• Direction A: Retype the capstone course description word for word, between "In addition to" and "and international security.", inclusive.
• Direction B: Extend the capstone course description, starting right after its final line.

• Reading passage:
Course Code: NSEC699 Course ID: 3496 Credit Hours: 3 Level: Graduate

The Master’s Capstone in National Security Studies is the capstone course for graduate National Security Studies. NOTE: This course may not be taken until all other courses are COMPLETED and student has a 3.0 GPA. THIS COURSE IS 16 WEEKS.

Course Schedule

Registration Dates Course Dates Session Weeks
11/30/20 - 04/30/21 05/03/21 - 08/22/21 Spring 2021 Session K 16 Week session
12/28/20 - 06/04/21 06/07/21 - 09/26/21 Spring 2021 Session C 16 Week session
01/25/21 - 07/02/21 07/05/21 - 10/24/21 Summer 2021 Session A 16 Week session
03/29/21 - 09/03/21 09/06/21 - 12/26/21 Summer 2021 Session C 16 Week session

Current Syllabi

The Master’s Capstone Seminar is a course in which students complete a major research project to demonstrate their mastery of the research process, analytical skills, and ability to produce a well-written and properly cited paper that contributes to the body of knowledge in their field of study. This 16-week course provides sufficient time and opportunity for students to apply their advanced research and analytic skills to a topic relevant to the Intelligence study program and of sufficient U.S. or international security interest.

In addition to the institutional and degree level learning outcomes objectives, the Master of Arts in National Security Studies assumes that students have mastered and applied the concepts of the Program objectives and will be able to:

  • Appraise classic and contemporary theories, strategies, doctrines, and procedures related to the causes, conduct, and termination of armed conflict and the maintenance of peace.
  • Assess and predict traditional and non-traditional threats to national and international security.

• Entries:
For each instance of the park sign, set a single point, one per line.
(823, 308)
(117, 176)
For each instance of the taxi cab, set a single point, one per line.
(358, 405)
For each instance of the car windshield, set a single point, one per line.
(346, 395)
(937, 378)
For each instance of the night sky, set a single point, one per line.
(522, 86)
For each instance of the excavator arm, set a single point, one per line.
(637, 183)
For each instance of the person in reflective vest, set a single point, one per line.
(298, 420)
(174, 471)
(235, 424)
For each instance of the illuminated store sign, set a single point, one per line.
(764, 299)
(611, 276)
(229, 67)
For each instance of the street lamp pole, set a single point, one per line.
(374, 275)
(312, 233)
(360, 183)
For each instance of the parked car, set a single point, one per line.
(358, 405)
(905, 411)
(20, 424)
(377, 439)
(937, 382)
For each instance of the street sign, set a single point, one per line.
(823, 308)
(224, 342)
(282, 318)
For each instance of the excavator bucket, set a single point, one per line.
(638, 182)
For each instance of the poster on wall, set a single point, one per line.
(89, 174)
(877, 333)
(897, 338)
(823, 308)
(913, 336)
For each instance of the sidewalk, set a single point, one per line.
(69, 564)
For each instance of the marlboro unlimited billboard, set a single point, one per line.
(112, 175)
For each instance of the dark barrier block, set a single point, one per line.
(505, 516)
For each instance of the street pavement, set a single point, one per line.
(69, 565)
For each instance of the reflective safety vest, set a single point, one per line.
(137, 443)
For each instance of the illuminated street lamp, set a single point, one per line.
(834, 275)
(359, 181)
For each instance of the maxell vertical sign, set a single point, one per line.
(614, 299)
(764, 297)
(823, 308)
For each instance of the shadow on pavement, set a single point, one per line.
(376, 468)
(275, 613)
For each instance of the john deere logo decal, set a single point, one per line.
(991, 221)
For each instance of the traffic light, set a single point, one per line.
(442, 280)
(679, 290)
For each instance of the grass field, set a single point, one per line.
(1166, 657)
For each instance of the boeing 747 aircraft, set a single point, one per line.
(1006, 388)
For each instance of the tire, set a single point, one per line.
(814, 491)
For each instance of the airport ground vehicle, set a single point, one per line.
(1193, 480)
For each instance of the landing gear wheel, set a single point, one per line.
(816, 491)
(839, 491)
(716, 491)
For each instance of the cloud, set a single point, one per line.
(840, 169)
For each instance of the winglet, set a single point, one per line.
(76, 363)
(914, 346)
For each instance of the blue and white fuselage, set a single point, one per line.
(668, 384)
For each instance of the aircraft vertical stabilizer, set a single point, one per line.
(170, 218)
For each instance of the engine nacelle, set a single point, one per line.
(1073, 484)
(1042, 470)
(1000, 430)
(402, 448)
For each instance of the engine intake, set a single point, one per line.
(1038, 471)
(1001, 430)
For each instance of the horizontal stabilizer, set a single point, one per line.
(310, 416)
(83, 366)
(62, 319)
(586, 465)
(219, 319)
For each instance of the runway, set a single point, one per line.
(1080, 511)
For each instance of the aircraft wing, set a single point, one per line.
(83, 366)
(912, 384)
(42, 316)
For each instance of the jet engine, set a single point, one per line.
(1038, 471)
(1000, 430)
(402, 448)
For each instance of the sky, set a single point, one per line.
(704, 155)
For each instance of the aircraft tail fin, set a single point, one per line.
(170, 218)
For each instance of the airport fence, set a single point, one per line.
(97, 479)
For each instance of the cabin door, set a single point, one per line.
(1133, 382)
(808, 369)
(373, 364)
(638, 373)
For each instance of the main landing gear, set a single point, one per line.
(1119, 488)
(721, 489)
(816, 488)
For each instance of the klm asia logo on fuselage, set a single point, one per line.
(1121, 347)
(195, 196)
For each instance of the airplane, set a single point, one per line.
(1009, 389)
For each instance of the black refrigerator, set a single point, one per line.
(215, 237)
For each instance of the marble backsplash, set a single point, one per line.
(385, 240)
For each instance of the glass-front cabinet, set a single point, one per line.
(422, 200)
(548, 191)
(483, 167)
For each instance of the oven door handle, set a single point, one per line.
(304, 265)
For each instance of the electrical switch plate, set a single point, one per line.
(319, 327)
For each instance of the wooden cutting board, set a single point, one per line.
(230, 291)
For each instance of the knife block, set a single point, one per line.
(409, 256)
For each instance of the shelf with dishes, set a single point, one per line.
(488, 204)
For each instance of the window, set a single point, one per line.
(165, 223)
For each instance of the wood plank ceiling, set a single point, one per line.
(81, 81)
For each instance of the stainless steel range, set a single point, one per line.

• Expected output A:
In addition to the institutional and degree level learning outcomes objectives, the Master of Arts in National Security Studies assumes that students have mastered and applied the concepts of the Program objectives and will be able to:

  • Appraise classic and contemporary theories, strategies, doctrines, and procedures related to the causes, conduct, and termination of armed conflict and the maintenance of peace.
  • Assess and predict traditional and non-traditional threats to national and international security.

• Expected output B:
  • Compare the structures, functions, capabilities, and activities of national and international security community members.
  • Conduct advanced research and compose professional and academic analyses on issues critical to national and international security.

Students are expected to work with their instructor, following the guidance offered by the structure of the course and the instructor’s mentorship as students complete the requisite components of the research project. Students should not expect to submit a final product at the end of the course without having completed each stage of the research process as outlined in the assignments below.

Please note: The language in the evaluation procedures section is a compilation from the APUS End of Program Assessment Manual for Graduate Studies. Some passages are verbatim from the Manual. For clarity, these passages have not been specifically identified as quoted passages but are integrated into the syllabus. The student should read this syllabus in conjunction with the End of Program Assessment Manual.

The course grade is based on the following assessments:

Discussion Forums – 1 percent

Discussion questions will be provided and posts should reflect an assimilation of the readings and respond to the assigned topic(s). Students are required to provide a substantive initial post by Thursday at 11:59 pm ET and respond to two or more classmates by Sunday 11:59 pm ET. Discussion posts are graded on timeliness, relevance, knowledge of the weekly readings, and the quality of original ideas.

Proposed Research Question and Purpose Statement – 0 percent (this grade will be assigned with the final research question submission)

Final Research Question and Purpose Statement – 1 percent

Thesis Proposal – 1 percent

Literature Review—2 percent

Draft Capstone Thesis Project —5 percent

Final Capstone Thesis Project – 90 percent

Required Course Textbooks

There are no required textbooks for this course. All resources are delivered electronically and are available in the classroom.

It is highly recommended that students purchase Turabian, Kate. 2007. A Manual for Writers of Papers, Theses, and Dissertations, Seventh Edition. Chicago: University of Chicago Press.

Book Title:There are no required books for this course.
Author: No Author Specified

Previous Syllabi

Not current for future courses.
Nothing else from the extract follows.